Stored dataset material
┄┄┄┄┄┄┄┄┄┄
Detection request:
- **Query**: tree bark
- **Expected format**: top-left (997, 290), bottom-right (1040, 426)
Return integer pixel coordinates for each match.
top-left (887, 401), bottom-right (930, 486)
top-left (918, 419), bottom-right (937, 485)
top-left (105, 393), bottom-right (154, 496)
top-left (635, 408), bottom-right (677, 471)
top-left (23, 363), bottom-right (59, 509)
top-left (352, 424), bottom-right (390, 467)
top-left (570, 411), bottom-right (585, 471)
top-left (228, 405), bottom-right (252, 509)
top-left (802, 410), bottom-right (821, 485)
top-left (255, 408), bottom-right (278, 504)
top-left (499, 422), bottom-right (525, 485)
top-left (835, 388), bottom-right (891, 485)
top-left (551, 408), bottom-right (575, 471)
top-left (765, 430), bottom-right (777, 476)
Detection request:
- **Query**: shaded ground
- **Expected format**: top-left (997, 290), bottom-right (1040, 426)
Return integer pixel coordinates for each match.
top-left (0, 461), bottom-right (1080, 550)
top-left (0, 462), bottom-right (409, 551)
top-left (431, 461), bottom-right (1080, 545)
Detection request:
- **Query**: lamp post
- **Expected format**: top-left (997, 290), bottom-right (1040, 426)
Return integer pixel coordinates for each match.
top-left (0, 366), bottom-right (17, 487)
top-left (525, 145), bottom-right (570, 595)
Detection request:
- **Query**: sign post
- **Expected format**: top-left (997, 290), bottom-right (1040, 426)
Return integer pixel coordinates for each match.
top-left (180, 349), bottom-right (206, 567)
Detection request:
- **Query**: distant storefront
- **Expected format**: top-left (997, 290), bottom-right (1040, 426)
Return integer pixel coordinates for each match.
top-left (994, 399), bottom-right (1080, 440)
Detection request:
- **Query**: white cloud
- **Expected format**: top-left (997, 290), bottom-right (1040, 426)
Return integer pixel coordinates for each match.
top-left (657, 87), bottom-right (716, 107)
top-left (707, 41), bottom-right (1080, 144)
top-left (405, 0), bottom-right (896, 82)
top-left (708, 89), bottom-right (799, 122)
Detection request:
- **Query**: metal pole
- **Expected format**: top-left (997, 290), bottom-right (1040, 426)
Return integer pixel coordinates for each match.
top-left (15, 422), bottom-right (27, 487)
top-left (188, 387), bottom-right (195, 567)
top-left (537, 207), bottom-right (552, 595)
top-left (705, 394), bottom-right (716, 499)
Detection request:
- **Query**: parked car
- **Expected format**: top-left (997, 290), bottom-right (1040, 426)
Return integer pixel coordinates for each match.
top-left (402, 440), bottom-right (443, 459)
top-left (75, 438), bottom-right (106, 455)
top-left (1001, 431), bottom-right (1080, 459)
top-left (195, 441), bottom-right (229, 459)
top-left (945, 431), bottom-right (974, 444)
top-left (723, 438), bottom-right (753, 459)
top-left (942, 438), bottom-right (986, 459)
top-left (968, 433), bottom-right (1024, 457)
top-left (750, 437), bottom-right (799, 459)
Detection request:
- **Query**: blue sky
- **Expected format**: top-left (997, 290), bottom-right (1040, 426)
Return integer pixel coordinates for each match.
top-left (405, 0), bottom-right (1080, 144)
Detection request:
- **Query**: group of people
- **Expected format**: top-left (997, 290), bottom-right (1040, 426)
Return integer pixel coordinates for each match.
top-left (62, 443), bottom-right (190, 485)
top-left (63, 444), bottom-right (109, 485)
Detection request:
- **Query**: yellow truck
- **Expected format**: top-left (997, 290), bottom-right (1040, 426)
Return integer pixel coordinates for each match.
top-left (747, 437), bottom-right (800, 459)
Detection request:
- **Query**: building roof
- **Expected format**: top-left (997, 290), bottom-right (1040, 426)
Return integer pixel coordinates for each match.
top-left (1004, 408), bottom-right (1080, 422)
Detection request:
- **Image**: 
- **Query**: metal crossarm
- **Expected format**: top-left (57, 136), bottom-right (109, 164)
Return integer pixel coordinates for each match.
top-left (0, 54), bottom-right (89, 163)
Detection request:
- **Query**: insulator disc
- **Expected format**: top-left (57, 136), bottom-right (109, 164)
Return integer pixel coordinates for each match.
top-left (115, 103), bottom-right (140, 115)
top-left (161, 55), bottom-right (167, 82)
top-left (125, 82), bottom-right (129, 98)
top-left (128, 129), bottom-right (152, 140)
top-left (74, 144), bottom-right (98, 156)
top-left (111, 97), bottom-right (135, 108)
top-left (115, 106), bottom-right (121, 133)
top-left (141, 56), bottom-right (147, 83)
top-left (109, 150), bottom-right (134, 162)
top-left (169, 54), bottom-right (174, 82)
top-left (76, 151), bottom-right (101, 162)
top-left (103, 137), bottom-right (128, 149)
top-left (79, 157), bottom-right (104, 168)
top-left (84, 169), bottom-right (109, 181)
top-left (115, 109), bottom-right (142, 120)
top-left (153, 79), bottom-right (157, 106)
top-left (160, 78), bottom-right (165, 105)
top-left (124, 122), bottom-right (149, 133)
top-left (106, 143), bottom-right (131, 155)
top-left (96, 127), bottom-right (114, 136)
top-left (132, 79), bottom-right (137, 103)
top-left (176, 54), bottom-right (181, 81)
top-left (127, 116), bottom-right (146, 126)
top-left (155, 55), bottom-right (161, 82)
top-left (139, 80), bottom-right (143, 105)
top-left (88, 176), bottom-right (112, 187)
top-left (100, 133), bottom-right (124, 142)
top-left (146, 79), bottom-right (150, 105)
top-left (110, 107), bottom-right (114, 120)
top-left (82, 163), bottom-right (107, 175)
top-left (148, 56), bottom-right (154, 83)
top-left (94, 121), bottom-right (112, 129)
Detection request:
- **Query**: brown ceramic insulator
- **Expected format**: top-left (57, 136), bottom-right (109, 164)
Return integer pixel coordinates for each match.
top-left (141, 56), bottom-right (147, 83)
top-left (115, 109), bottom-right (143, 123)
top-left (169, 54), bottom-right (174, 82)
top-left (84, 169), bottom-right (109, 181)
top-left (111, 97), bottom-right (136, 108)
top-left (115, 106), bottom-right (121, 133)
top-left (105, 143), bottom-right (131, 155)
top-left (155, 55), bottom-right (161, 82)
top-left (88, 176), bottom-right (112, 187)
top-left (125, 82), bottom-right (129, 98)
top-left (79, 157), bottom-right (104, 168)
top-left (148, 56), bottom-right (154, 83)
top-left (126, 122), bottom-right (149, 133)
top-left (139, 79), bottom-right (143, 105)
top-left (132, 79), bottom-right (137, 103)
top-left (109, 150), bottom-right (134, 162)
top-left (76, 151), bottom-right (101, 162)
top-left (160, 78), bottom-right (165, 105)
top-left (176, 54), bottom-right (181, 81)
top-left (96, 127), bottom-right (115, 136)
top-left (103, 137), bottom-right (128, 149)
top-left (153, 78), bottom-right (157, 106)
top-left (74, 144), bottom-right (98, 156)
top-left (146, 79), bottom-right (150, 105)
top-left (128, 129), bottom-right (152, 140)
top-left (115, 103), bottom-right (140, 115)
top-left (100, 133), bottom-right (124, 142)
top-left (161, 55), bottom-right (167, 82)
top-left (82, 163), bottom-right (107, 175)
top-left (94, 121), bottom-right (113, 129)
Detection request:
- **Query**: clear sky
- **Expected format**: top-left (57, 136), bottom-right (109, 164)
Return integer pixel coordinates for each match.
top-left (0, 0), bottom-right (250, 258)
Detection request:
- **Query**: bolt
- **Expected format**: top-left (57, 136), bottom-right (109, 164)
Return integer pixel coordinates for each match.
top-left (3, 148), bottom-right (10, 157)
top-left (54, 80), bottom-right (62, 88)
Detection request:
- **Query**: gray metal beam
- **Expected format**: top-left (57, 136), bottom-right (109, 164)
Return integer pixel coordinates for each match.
┄┄┄┄┄┄┄┄┄┄
Task details – Reproduce the material above verbatim, keeping every line unchanged and in its original order.

Task result –
Detection request:
- **Query**: tree bark
- **Expected format**: top-left (997, 290), bottom-right (1040, 426)
Return integer pixel coordinates for each match.
top-left (887, 401), bottom-right (930, 486)
top-left (918, 419), bottom-right (937, 485)
top-left (105, 393), bottom-right (154, 496)
top-left (635, 408), bottom-right (677, 471)
top-left (23, 363), bottom-right (59, 509)
top-left (352, 424), bottom-right (390, 467)
top-left (570, 411), bottom-right (585, 471)
top-left (228, 405), bottom-right (252, 509)
top-left (802, 410), bottom-right (821, 485)
top-left (255, 408), bottom-right (278, 504)
top-left (499, 422), bottom-right (525, 485)
top-left (835, 388), bottom-right (891, 485)
top-left (551, 408), bottom-right (575, 471)
top-left (765, 430), bottom-right (777, 476)
Detection request:
- **Query**: shaded ground
- **Expected format**: top-left (997, 290), bottom-right (1040, 426)
Return integer pixel coordinates for each match.
top-left (0, 461), bottom-right (1080, 550)
top-left (0, 462), bottom-right (409, 551)
top-left (431, 461), bottom-right (1080, 545)
Detection request:
- **Query**: lamp post
- **Expected format**: top-left (997, 290), bottom-right (1040, 426)
Return integer pixel coordinates for each match.
top-left (0, 366), bottom-right (17, 487)
top-left (525, 145), bottom-right (570, 595)
Detection request:
- **Query**: sign post
- **Expected format**: top-left (997, 290), bottom-right (1040, 426)
Return integer pixel coordinates for each match.
top-left (180, 349), bottom-right (206, 567)
Detection request:
- **Query**: distant storefront
- **Expected format**: top-left (997, 290), bottom-right (1040, 426)
Return integer pixel coordinates for each match.
top-left (994, 399), bottom-right (1080, 440)
Detection request:
- **Query**: white cloud
- **Expected format**: top-left (997, 290), bottom-right (1040, 426)
Return integer pixel coordinates for each match.
top-left (657, 87), bottom-right (716, 107)
top-left (707, 41), bottom-right (1080, 144)
top-left (405, 0), bottom-right (896, 82)
top-left (708, 89), bottom-right (799, 122)
Detection request:
- **Query**: metal pole
- **Expected format**: top-left (997, 290), bottom-right (1040, 426)
Return integer pixel coordinates for each match.
top-left (15, 422), bottom-right (27, 487)
top-left (188, 387), bottom-right (195, 567)
top-left (537, 207), bottom-right (552, 595)
top-left (705, 394), bottom-right (716, 499)
Detection request:
- **Query**: parked car
- **Expected format**: top-left (997, 290), bottom-right (1040, 426)
Return integer pixel coordinates for each match.
top-left (402, 440), bottom-right (443, 459)
top-left (75, 438), bottom-right (106, 455)
top-left (1001, 431), bottom-right (1080, 459)
top-left (195, 441), bottom-right (229, 459)
top-left (945, 431), bottom-right (974, 444)
top-left (723, 438), bottom-right (753, 459)
top-left (942, 438), bottom-right (986, 459)
top-left (968, 433), bottom-right (1024, 457)
top-left (750, 437), bottom-right (799, 459)
Detection request:
- **Query**: blue sky
- **Expected format**: top-left (997, 290), bottom-right (1040, 426)
Return integer pixel coordinates for each match.
top-left (405, 0), bottom-right (1080, 144)
Detection request:
- **Query**: group of people
- **Expected format**: top-left (997, 290), bottom-right (1040, 426)
Return integer pixel coordinates for each match.
top-left (62, 443), bottom-right (190, 485)
top-left (63, 444), bottom-right (109, 485)
Detection request:
- **Query**: yellow truck
- **Expected format**: top-left (997, 290), bottom-right (1040, 426)
Return integer pixel coordinates for each match.
top-left (747, 437), bottom-right (800, 459)
Detection request:
- **Query**: building roof
- **Expected format**: top-left (997, 290), bottom-right (1040, 426)
Return integer pixel coordinates for each match.
top-left (1004, 408), bottom-right (1080, 422)
Detection request:
- **Image**: 
- **Query**: metal crossarm
- **Expected format**: top-left (57, 136), bottom-right (109, 164)
Return integer pixel coordinates for each match.
top-left (0, 54), bottom-right (89, 163)
Detection request:
- **Query**: insulator disc
- **Expected format**: top-left (57, 136), bottom-right (109, 164)
Return integer pixel coordinates for each match.
top-left (115, 103), bottom-right (140, 115)
top-left (161, 55), bottom-right (167, 82)
top-left (125, 82), bottom-right (129, 98)
top-left (128, 129), bottom-right (152, 140)
top-left (74, 144), bottom-right (98, 156)
top-left (111, 97), bottom-right (135, 108)
top-left (115, 106), bottom-right (121, 133)
top-left (141, 56), bottom-right (147, 83)
top-left (109, 150), bottom-right (134, 162)
top-left (169, 54), bottom-right (174, 82)
top-left (76, 151), bottom-right (101, 162)
top-left (103, 137), bottom-right (128, 149)
top-left (79, 157), bottom-right (104, 168)
top-left (84, 169), bottom-right (109, 181)
top-left (115, 109), bottom-right (142, 120)
top-left (153, 79), bottom-right (157, 106)
top-left (160, 78), bottom-right (165, 105)
top-left (124, 122), bottom-right (149, 133)
top-left (106, 143), bottom-right (131, 155)
top-left (96, 127), bottom-right (114, 136)
top-left (132, 79), bottom-right (137, 103)
top-left (176, 54), bottom-right (181, 81)
top-left (127, 116), bottom-right (146, 126)
top-left (155, 55), bottom-right (161, 82)
top-left (139, 80), bottom-right (143, 105)
top-left (88, 176), bottom-right (112, 187)
top-left (100, 133), bottom-right (124, 142)
top-left (146, 79), bottom-right (150, 105)
top-left (110, 107), bottom-right (114, 120)
top-left (82, 163), bottom-right (107, 175)
top-left (148, 56), bottom-right (154, 83)
top-left (94, 121), bottom-right (112, 129)
Detection request:
- **Query**: brown ceramic insulator
- **Expected format**: top-left (57, 136), bottom-right (109, 164)
Return integer pixel coordinates for each match.
top-left (141, 56), bottom-right (147, 83)
top-left (115, 109), bottom-right (143, 123)
top-left (169, 54), bottom-right (174, 82)
top-left (84, 169), bottom-right (109, 181)
top-left (111, 97), bottom-right (136, 108)
top-left (115, 106), bottom-right (121, 133)
top-left (105, 143), bottom-right (131, 155)
top-left (155, 55), bottom-right (161, 82)
top-left (88, 176), bottom-right (112, 187)
top-left (125, 82), bottom-right (129, 98)
top-left (79, 157), bottom-right (104, 168)
top-left (148, 56), bottom-right (154, 83)
top-left (126, 122), bottom-right (149, 133)
top-left (139, 79), bottom-right (143, 105)
top-left (132, 79), bottom-right (137, 103)
top-left (109, 150), bottom-right (134, 162)
top-left (76, 151), bottom-right (101, 162)
top-left (160, 78), bottom-right (165, 105)
top-left (176, 54), bottom-right (181, 81)
top-left (96, 127), bottom-right (115, 136)
top-left (103, 137), bottom-right (128, 149)
top-left (153, 78), bottom-right (157, 106)
top-left (74, 144), bottom-right (98, 156)
top-left (146, 79), bottom-right (150, 105)
top-left (128, 129), bottom-right (152, 140)
top-left (115, 103), bottom-right (140, 115)
top-left (100, 133), bottom-right (124, 142)
top-left (161, 55), bottom-right (167, 82)
top-left (82, 163), bottom-right (107, 175)
top-left (94, 121), bottom-right (113, 129)
Detection request:
- **Query**: clear sky
- **Expected format**: top-left (57, 136), bottom-right (109, 164)
Return integer pixel coordinates for each match.
top-left (0, 0), bottom-right (250, 258)
Detection request:
- **Query**: bolt
- **Expected format**: top-left (57, 136), bottom-right (109, 164)
Return integer pixel coordinates for each match.
top-left (3, 148), bottom-right (10, 157)
top-left (54, 80), bottom-right (62, 88)
Detection request:
- **Query**: gray metal beam
- **Expected format**: top-left (57, 136), bottom-right (109, 164)
Return integer pixel coordinates for each match.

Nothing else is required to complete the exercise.